— PROBLEM REQUIREMENTS —
Using the entries below, return word for word the lines from the one containing "# fill-rule: evenodd" up to and including the last.

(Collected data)
⁂

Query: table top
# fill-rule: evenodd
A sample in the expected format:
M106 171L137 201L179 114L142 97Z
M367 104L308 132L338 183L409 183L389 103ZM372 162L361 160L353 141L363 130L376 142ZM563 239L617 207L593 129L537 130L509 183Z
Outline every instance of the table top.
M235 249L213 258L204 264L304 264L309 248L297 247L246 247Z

⁂

— WRITTEN ANSWER —
# fill-rule: evenodd
A sample in the expected format:
M106 171L137 201L179 114L142 97Z
M367 104L308 132L338 183L409 183L389 103ZM372 162L361 160L353 141L363 130L376 142ZM563 239L617 207L593 129L537 130L509 183Z
Outline every instance of the table top.
M235 249L213 258L204 264L304 264L309 248L297 247L246 247Z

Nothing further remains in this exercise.